- **EXTRACTED DATA**:
━━━━━━━━━━━━━━━━━━━━

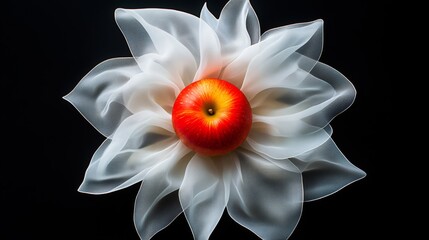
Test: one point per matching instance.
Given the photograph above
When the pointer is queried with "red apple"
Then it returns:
(212, 116)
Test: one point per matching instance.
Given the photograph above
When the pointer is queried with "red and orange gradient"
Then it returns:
(212, 117)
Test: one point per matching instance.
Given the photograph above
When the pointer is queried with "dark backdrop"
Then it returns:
(48, 46)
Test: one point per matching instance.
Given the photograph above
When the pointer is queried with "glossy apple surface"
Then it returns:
(212, 117)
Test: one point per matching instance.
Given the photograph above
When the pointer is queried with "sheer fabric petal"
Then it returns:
(92, 96)
(266, 198)
(237, 27)
(211, 61)
(140, 142)
(149, 91)
(279, 61)
(275, 60)
(204, 193)
(305, 106)
(325, 170)
(276, 145)
(157, 203)
(167, 37)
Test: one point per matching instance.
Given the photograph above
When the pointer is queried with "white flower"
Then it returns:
(288, 156)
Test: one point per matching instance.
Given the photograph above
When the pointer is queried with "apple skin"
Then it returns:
(212, 117)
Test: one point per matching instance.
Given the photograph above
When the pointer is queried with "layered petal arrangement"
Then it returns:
(208, 115)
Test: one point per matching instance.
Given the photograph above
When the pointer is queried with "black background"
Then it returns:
(48, 46)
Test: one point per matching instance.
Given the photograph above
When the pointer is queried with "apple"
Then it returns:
(211, 116)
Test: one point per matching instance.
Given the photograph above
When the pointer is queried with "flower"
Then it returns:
(288, 156)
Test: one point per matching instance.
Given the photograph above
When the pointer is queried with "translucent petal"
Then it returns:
(237, 27)
(306, 106)
(273, 61)
(279, 59)
(268, 199)
(157, 203)
(167, 37)
(211, 62)
(325, 170)
(92, 96)
(149, 91)
(141, 142)
(204, 193)
(275, 145)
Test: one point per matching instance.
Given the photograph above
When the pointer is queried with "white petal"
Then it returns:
(211, 62)
(279, 61)
(141, 141)
(149, 91)
(237, 27)
(93, 94)
(157, 203)
(268, 199)
(204, 194)
(273, 61)
(326, 170)
(277, 146)
(166, 37)
(306, 106)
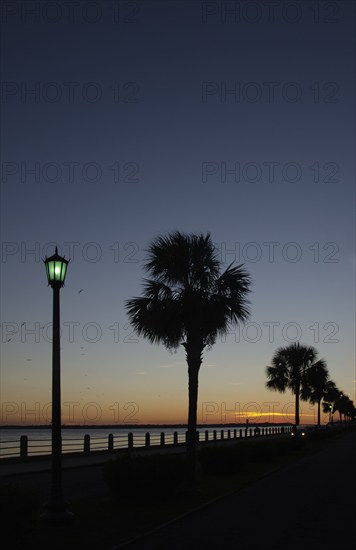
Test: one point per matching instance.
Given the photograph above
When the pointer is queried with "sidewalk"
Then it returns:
(309, 504)
(73, 460)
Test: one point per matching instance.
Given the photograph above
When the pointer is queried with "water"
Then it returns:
(39, 439)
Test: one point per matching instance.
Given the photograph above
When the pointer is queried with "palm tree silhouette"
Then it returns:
(315, 386)
(189, 302)
(331, 395)
(288, 371)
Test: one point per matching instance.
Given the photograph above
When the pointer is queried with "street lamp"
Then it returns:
(56, 508)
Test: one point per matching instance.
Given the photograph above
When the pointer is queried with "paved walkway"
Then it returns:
(307, 505)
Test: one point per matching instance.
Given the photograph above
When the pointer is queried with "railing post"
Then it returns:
(87, 444)
(24, 446)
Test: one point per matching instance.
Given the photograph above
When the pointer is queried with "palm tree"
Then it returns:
(288, 371)
(345, 406)
(188, 302)
(315, 385)
(331, 395)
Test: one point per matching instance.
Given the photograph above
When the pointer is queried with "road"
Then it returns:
(307, 505)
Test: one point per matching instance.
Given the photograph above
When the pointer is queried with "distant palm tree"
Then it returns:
(315, 384)
(288, 371)
(345, 406)
(189, 302)
(331, 395)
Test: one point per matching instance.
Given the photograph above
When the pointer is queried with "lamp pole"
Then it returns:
(56, 507)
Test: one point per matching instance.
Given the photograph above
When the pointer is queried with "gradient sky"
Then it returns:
(122, 121)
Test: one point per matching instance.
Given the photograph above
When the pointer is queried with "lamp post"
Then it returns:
(56, 508)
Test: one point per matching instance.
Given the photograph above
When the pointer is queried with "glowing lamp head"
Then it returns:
(56, 269)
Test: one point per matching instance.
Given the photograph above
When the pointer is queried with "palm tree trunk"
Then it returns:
(194, 349)
(297, 391)
(319, 401)
(192, 420)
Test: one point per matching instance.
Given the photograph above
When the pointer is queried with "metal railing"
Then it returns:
(26, 447)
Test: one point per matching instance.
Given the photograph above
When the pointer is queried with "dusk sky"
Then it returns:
(122, 121)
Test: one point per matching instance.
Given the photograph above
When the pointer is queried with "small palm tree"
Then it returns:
(331, 395)
(188, 301)
(315, 384)
(288, 371)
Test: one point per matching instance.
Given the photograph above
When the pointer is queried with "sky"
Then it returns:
(125, 120)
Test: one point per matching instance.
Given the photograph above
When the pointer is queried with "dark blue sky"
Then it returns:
(124, 120)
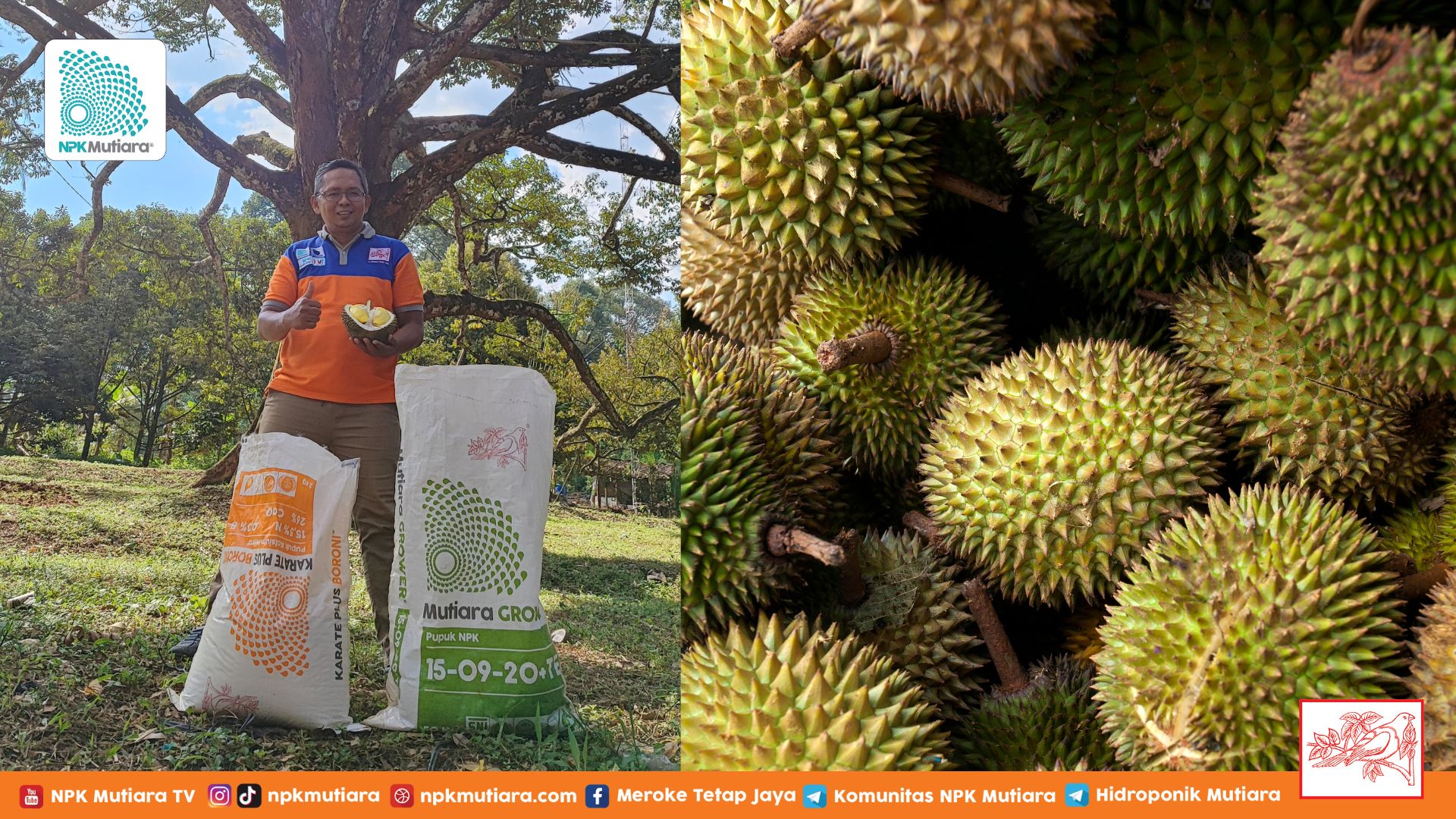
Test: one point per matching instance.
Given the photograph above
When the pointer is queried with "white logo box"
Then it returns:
(92, 105)
(1362, 749)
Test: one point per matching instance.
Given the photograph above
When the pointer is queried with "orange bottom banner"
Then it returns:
(696, 795)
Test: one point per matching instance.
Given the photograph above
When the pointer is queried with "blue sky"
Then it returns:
(184, 181)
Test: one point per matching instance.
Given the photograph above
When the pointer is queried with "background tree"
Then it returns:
(344, 79)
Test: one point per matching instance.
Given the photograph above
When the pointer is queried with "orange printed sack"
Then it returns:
(277, 642)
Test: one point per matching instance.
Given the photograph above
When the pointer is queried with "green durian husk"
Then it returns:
(1053, 719)
(946, 328)
(756, 452)
(1273, 596)
(1433, 675)
(789, 695)
(1362, 260)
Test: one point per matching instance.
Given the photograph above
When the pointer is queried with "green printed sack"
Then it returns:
(469, 645)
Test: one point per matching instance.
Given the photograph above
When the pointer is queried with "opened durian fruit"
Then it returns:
(367, 321)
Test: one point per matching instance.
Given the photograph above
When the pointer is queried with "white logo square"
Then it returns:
(105, 99)
(1360, 749)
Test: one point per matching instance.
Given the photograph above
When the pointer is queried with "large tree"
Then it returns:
(334, 76)
(344, 77)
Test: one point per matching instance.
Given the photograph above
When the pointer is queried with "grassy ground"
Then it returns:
(118, 560)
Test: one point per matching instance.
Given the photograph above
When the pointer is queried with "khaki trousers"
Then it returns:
(369, 431)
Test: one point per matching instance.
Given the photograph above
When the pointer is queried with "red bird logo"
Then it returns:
(1376, 746)
(500, 445)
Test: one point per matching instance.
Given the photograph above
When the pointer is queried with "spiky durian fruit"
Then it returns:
(367, 321)
(1052, 720)
(1169, 120)
(756, 452)
(963, 55)
(941, 327)
(1417, 534)
(1360, 210)
(811, 161)
(1239, 613)
(1081, 637)
(1433, 675)
(792, 697)
(1111, 268)
(734, 289)
(1302, 414)
(913, 611)
(1053, 469)
(1141, 330)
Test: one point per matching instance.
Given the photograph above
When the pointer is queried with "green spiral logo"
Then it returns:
(471, 544)
(99, 98)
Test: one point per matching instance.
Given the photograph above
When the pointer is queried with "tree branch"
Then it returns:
(98, 183)
(256, 34)
(273, 184)
(582, 426)
(577, 53)
(436, 57)
(603, 158)
(658, 139)
(513, 121)
(265, 146)
(248, 88)
(277, 186)
(25, 66)
(500, 309)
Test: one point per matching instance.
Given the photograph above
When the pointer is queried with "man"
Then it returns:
(331, 388)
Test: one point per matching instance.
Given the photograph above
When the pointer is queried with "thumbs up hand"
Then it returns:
(305, 312)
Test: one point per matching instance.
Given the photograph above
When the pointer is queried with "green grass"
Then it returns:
(120, 558)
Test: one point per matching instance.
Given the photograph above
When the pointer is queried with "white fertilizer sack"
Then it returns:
(469, 642)
(277, 642)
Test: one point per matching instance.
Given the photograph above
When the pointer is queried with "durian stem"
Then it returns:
(977, 194)
(865, 349)
(851, 577)
(1014, 676)
(1416, 586)
(792, 39)
(785, 539)
(922, 525)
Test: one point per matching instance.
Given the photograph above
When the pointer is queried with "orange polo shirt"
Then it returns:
(324, 363)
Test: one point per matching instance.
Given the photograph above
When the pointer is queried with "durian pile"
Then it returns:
(1071, 384)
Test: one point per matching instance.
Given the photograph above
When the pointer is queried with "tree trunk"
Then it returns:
(91, 425)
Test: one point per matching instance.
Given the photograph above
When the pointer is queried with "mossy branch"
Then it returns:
(791, 41)
(1009, 670)
(977, 194)
(791, 541)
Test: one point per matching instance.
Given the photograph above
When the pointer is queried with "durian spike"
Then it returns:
(786, 539)
(1356, 36)
(870, 347)
(977, 194)
(1155, 297)
(921, 523)
(851, 579)
(1011, 670)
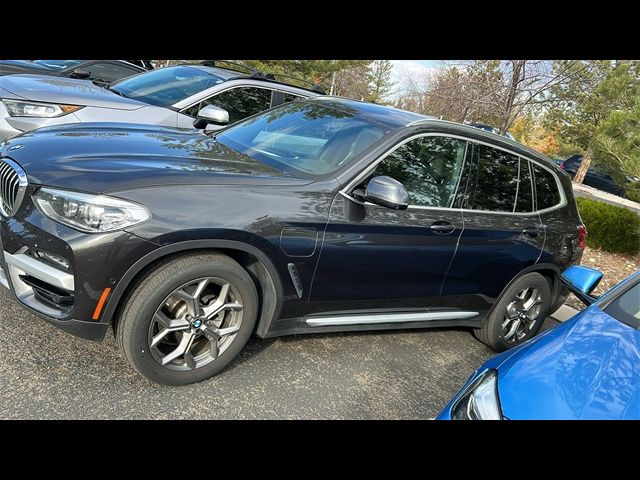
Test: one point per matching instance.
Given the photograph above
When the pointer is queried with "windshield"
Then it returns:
(311, 137)
(626, 308)
(167, 86)
(58, 64)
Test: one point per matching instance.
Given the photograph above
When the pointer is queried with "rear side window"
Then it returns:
(496, 180)
(547, 194)
(524, 198)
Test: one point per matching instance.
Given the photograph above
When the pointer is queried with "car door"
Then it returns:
(503, 234)
(377, 259)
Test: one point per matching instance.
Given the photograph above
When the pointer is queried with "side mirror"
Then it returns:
(582, 281)
(386, 192)
(211, 114)
(82, 74)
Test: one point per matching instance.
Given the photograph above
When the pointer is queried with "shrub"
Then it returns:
(612, 228)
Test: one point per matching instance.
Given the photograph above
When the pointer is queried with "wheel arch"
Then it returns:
(257, 263)
(549, 271)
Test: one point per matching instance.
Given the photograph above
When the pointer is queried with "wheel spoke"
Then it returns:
(171, 324)
(512, 331)
(216, 307)
(183, 347)
(531, 301)
(223, 332)
(193, 305)
(190, 361)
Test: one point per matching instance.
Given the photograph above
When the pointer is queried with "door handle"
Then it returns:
(442, 227)
(532, 232)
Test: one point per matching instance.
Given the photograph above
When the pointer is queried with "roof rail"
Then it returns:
(272, 77)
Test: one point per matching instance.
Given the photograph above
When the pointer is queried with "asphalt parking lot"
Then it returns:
(47, 374)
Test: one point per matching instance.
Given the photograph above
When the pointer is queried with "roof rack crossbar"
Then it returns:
(254, 73)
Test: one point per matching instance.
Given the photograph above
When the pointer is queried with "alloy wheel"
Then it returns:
(195, 324)
(522, 314)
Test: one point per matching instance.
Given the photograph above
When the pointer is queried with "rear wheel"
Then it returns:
(188, 318)
(518, 314)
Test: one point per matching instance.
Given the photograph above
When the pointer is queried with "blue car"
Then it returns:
(585, 368)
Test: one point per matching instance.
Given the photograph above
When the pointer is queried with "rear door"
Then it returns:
(503, 234)
(375, 258)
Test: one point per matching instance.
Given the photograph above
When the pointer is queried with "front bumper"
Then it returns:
(67, 297)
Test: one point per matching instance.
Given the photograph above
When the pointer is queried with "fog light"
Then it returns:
(52, 259)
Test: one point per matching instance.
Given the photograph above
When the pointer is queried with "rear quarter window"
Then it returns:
(547, 194)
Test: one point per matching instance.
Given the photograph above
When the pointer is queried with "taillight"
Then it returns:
(582, 237)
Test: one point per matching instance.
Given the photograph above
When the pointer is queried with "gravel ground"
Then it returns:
(47, 374)
(615, 266)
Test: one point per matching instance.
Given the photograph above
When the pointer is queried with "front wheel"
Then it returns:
(188, 318)
(518, 314)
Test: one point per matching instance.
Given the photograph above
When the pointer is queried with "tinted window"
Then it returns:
(58, 64)
(547, 194)
(167, 86)
(109, 71)
(310, 137)
(428, 167)
(524, 200)
(496, 180)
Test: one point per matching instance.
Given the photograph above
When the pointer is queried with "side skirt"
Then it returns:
(375, 320)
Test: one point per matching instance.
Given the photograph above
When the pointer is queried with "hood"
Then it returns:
(586, 368)
(103, 157)
(41, 88)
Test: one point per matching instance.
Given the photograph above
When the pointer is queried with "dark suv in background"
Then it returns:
(318, 215)
(596, 177)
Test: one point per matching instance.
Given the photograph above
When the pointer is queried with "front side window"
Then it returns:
(241, 102)
(428, 167)
(547, 194)
(496, 180)
(308, 137)
(524, 197)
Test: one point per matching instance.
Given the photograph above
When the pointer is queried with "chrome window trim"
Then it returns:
(374, 164)
(232, 84)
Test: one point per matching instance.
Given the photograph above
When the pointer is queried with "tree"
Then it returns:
(487, 91)
(381, 83)
(579, 108)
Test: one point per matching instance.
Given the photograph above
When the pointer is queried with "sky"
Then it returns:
(413, 68)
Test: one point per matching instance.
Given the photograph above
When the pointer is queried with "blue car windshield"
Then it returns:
(58, 64)
(167, 86)
(309, 137)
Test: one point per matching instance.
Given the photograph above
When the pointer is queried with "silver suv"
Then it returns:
(173, 96)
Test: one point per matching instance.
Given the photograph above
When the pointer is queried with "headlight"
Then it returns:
(33, 109)
(480, 400)
(90, 213)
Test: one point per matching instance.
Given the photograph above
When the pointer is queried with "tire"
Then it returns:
(492, 333)
(175, 283)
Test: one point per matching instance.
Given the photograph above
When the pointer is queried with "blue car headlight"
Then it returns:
(480, 399)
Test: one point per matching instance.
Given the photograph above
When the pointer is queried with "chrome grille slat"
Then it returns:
(13, 184)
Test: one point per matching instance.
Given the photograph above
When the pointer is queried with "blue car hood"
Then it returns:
(586, 368)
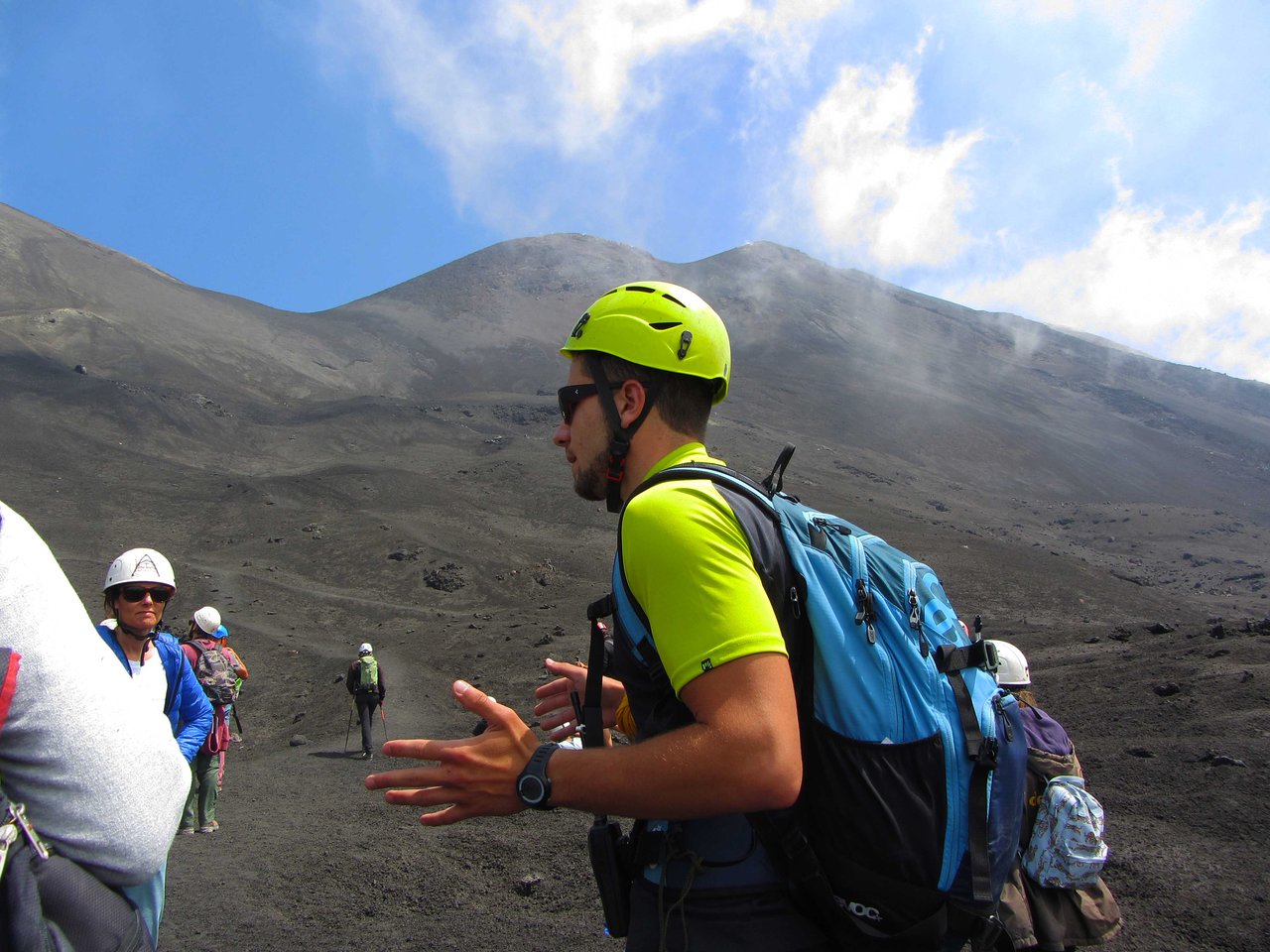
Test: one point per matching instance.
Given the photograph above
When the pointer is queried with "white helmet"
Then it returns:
(1012, 669)
(207, 620)
(140, 565)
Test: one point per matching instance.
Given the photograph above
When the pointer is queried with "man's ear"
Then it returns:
(630, 399)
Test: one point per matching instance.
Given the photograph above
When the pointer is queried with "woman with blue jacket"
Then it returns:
(137, 587)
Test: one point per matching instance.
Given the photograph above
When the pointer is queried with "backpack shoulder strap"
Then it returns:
(9, 664)
(172, 657)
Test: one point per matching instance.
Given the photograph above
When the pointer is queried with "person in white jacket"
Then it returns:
(94, 762)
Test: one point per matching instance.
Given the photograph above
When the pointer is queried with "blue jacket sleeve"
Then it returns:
(193, 711)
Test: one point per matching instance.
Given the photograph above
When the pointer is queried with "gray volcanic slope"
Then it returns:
(384, 471)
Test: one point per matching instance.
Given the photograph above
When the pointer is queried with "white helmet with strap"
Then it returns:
(207, 620)
(140, 565)
(1012, 670)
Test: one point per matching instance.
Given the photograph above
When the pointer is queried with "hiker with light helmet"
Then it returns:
(220, 673)
(717, 733)
(1051, 915)
(90, 765)
(137, 587)
(365, 682)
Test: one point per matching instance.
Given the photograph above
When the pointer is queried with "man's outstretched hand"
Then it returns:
(468, 777)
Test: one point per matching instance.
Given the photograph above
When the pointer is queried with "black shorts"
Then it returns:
(721, 920)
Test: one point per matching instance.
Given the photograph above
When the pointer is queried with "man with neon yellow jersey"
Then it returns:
(707, 685)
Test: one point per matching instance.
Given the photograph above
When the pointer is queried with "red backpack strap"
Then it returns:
(9, 664)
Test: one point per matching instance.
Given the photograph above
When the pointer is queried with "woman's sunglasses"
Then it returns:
(135, 593)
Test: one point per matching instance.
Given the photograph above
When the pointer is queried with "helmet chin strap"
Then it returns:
(620, 445)
(145, 639)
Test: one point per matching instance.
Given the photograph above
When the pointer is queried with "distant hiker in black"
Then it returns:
(365, 682)
(1035, 916)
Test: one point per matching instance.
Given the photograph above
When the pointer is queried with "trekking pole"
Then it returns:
(349, 729)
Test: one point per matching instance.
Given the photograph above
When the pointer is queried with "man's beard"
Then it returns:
(592, 481)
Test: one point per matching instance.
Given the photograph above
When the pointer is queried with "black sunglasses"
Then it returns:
(574, 394)
(135, 593)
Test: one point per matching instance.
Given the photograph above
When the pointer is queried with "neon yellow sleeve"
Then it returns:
(689, 565)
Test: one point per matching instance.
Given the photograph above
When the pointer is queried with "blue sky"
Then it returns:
(1093, 164)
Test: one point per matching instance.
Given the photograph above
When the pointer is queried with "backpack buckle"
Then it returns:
(989, 748)
(17, 815)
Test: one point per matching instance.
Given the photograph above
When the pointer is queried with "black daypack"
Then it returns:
(214, 673)
(915, 761)
(53, 904)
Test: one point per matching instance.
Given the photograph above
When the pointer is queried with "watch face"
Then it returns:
(531, 789)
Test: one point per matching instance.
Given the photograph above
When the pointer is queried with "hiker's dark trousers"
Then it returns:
(366, 703)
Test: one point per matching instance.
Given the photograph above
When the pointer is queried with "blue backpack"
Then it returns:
(913, 760)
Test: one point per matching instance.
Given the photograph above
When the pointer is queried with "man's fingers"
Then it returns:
(418, 749)
(558, 685)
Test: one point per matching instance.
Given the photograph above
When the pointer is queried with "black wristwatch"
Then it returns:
(534, 785)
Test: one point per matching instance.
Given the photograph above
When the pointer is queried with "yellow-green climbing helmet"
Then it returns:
(659, 325)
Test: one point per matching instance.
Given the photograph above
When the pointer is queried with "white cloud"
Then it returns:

━━━━━━━━━━━━━━━━━━━━

Go through the lines above. Select every one that has the string "orange".

- **EXPECTED ANSWER**:
When the pointer is queried with "red and orange gradient"
When the pointer is queried with "orange bottom banner"
When the pointer is queried with "orange printed sack"
When the pointer is queried with "orange polo shirt"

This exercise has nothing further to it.